* **AIM OF THE EXERCISE**:
Copy every line of the material below word for word.

* **PROVIDED ENTRIES**:
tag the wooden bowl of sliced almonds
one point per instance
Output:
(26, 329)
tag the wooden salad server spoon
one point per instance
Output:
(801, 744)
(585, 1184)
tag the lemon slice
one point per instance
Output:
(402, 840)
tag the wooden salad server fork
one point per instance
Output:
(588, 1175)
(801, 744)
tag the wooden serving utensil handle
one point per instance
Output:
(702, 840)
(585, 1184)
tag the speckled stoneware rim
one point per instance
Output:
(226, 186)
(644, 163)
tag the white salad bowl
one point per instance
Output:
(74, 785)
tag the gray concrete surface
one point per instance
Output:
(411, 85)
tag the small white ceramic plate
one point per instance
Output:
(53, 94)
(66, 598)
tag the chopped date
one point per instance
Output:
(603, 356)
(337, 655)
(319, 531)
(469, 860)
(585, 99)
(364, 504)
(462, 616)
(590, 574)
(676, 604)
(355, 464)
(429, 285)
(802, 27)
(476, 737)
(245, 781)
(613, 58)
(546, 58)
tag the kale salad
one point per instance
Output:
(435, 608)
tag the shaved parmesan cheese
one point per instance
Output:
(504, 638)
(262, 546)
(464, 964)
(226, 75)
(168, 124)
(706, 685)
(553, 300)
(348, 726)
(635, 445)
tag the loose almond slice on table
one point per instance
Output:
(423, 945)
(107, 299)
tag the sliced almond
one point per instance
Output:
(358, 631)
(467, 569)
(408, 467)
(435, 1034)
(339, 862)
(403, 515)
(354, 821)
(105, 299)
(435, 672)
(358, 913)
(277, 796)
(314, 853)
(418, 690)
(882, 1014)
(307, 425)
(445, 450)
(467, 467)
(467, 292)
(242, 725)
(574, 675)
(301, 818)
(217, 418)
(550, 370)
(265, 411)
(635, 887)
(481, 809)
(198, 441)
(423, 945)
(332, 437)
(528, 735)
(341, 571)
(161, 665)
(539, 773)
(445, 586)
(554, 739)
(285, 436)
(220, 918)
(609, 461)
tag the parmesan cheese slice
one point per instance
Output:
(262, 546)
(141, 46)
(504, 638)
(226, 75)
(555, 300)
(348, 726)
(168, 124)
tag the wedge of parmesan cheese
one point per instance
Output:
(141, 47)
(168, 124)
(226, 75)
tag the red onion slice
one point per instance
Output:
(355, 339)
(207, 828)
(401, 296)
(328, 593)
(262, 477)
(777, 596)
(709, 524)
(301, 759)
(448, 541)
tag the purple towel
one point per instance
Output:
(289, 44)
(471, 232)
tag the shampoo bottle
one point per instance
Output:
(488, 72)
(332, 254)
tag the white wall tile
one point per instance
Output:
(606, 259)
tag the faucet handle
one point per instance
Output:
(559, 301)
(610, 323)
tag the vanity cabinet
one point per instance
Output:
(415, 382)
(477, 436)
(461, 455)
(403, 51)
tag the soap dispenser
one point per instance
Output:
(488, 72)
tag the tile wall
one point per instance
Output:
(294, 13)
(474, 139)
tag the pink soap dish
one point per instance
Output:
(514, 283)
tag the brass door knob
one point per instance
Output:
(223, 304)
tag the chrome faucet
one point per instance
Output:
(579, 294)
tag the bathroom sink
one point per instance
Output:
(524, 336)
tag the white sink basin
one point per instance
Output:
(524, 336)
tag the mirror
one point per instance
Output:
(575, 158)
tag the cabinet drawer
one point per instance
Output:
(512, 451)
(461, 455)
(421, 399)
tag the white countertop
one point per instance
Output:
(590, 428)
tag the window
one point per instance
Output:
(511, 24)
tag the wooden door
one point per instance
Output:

* **WRITTEN RESPONSE**:
tag the wooden bowl of sliced almonds
one point per instance
Output:
(26, 329)
tag the wooden salad server spoon
one point per instance
Output:
(801, 744)
(585, 1184)
tag the lemon slice
one point per instance
Output:
(402, 840)
tag the wooden salad server fork
one point per instance
Output:
(588, 1175)
(801, 744)
tag the wooden serving utensil handle
one point per instance
Output:
(702, 840)
(585, 1184)
tag the speckled stoneware rim
one point per instance
Output:
(226, 186)
(644, 163)
tag the white salad bowl
one point per instance
Output:
(74, 785)
tag the gray concrete surface
one point per instance
Output:
(411, 85)
tag the small white ceramic plate
one point per instance
Output:
(53, 94)
(66, 598)
tag the chopped date
one point per instance
Output:
(603, 356)
(337, 655)
(319, 531)
(469, 860)
(585, 99)
(364, 504)
(462, 616)
(590, 574)
(676, 604)
(355, 464)
(429, 285)
(802, 27)
(476, 737)
(245, 781)
(613, 58)
(546, 58)
tag the kale salad
one point per instance
Output:
(435, 608)
tag the shaved parmesan cheese
one point per instance
Output:
(504, 638)
(262, 546)
(464, 964)
(226, 75)
(168, 124)
(706, 685)
(553, 300)
(348, 726)
(635, 445)
tag the loose almond slice on table
one point per instance
Output:
(423, 945)
(107, 299)
tag the sliced almond
one point per instance
Output:
(358, 631)
(467, 569)
(408, 467)
(435, 1034)
(339, 862)
(403, 515)
(354, 821)
(105, 299)
(435, 672)
(358, 913)
(277, 796)
(314, 853)
(418, 690)
(882, 1014)
(307, 425)
(445, 450)
(467, 467)
(467, 292)
(242, 725)
(574, 675)
(301, 818)
(217, 418)
(550, 370)
(265, 411)
(635, 887)
(481, 809)
(198, 441)
(423, 945)
(332, 437)
(528, 735)
(341, 571)
(161, 665)
(539, 773)
(445, 586)
(554, 739)
(285, 436)
(220, 918)
(609, 461)
tag the parmesan cheese slice
one point per instance
Output:
(262, 546)
(141, 46)
(504, 638)
(226, 75)
(555, 300)
(348, 726)
(168, 124)
tag the wedge of parmesan cheese
one point per instance
Output:
(141, 47)
(168, 124)
(226, 75)
tag the red onion slice
one point per instance
Output:
(355, 339)
(207, 828)
(401, 296)
(328, 593)
(262, 477)
(777, 596)
(709, 524)
(301, 759)
(448, 541)
tag the purple towel
one point per instance
Output:
(289, 44)
(471, 232)
tag the shampoo bottle
one point per instance
Output:
(488, 72)
(332, 254)
tag the white wall tile
one point per instance
Output:
(606, 259)
tag the faucet handle
one point per instance
Output:
(559, 301)
(610, 323)
tag the vanity cabinet
one point per instance
Output:
(415, 382)
(477, 436)
(461, 455)
(403, 51)
tag the soap dispenser
one point per instance
Output:
(488, 72)
tag the tile wall
one point per instance
Output:
(294, 13)
(474, 139)
tag the pink soap dish
one point per instance
Output:
(514, 283)
tag the brass door knob
one point per instance
Output:
(223, 304)
tag the chrome faucet
one point per instance
Output:
(579, 294)
tag the bathroom sink
one point per instance
Output:
(524, 336)
tag the white sink basin
one point per instance
Output:
(524, 336)
tag the mirror
one point per instance
Output:
(575, 158)
tag the cabinet drawer
one point per instance
Output:
(512, 451)
(461, 455)
(421, 399)
tag the white countertop
one point per instance
Output:
(590, 428)
tag the window
one point per instance
Output:
(511, 24)
tag the wooden door
one point per instance
Output:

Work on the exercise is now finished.